DOCUMENT EXTRACT ->
I’ve finally got round to writing a wee blog. We’ve been here for 2 weeks now, hard to believe! It’s been a really challenging and amazing time. We touched down in Dakar on an unbelievably humid night. We got through the arrivals after less than an hour, giving our white immigration forms to a sleepy looking official wearing traditional dress. As soon as we saw the baggage belt we found ourselves surrounded by pushy porters, who hauled our suitcases onto trolleys and politely demanded money. James quickly handed over a 10,000 FCFA note, about £12, which they began to argue over. As soon as we left the terminal we met Brett Molter and Simon, and were surrounded by guys wanting to carry stuff (at a small price of course). Once we got our stuff into the van we set off for the school, through long slow traffic jams going out of the city. The journey to BCS took about an hour and a half.

WRITTEN INSTRUCTION -> Reproduce the passage of the Dakar arrival blog post from "I’ve finally got" to "and a half.", word for word.

RECORD LIST ->
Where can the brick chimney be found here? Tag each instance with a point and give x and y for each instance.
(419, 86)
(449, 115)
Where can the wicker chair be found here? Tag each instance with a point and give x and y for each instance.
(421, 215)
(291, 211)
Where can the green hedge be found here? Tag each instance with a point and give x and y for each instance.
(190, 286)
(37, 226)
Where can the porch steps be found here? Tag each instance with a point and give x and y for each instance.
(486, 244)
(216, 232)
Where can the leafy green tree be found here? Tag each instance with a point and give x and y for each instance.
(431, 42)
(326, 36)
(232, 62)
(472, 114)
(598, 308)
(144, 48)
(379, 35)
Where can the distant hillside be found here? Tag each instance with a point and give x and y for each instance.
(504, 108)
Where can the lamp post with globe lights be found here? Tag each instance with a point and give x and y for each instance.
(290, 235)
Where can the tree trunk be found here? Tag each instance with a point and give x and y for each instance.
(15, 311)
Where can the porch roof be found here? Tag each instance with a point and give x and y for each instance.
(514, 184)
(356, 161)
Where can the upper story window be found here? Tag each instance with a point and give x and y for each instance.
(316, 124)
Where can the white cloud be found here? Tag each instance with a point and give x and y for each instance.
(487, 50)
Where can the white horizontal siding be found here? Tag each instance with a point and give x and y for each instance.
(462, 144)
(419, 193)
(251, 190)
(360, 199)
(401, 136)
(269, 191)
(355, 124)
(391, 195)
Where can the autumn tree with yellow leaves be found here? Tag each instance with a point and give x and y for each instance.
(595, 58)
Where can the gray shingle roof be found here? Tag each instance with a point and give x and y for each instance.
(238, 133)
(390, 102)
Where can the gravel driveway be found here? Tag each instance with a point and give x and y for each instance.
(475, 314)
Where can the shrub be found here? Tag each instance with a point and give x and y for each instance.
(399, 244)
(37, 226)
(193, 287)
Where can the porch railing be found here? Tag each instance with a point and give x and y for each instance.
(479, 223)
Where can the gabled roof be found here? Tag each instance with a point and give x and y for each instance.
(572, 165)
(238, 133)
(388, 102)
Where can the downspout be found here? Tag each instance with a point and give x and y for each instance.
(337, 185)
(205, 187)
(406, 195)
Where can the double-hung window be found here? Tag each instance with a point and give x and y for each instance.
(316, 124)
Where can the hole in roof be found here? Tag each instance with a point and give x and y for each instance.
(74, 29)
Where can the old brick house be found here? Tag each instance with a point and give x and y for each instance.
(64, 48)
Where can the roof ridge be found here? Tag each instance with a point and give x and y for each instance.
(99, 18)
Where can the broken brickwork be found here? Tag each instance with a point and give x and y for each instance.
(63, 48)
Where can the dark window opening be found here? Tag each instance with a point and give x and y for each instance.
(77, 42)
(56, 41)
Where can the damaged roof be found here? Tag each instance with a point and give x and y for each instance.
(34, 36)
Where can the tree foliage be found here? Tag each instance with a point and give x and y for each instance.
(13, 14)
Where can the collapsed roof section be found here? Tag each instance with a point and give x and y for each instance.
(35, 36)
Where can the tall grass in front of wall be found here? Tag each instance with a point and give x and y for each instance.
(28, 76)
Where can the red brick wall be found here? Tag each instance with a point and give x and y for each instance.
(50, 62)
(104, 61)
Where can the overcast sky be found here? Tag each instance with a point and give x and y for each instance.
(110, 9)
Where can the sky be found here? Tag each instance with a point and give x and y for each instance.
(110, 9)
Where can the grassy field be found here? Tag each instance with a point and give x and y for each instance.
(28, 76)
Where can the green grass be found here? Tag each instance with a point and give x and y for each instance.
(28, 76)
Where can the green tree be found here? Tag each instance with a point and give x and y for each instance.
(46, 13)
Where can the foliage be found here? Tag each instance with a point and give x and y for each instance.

EXERCISE SOLUTION ->
I’ve finally got round to writing a wee blog. We’ve been here for 2 weeks now, hard to believe! It’s been a really challenging and amazing time. We touched down in Dakar on an unbelievably humid night. We got through the arrivals after less than an hour, giving our white immigration forms to a sleepy looking official wearing traditional dress. As soon as we saw the baggage belt we found ourselves surrounded by pushy porters, who hauled our suitcases onto trolleys and politely demanded money. James quickly handed over a 10,000 FCFA note, about £12, which they began to argue over. As soon as we left the terminal we met Brett Molter and Simon, and were surrounded by guys wanting to carry stuff (at a small price of course). Once we got our stuff into the van we set off for the school, through long slow traffic jams going out of the city. The journey to BCS took about an hour and a half.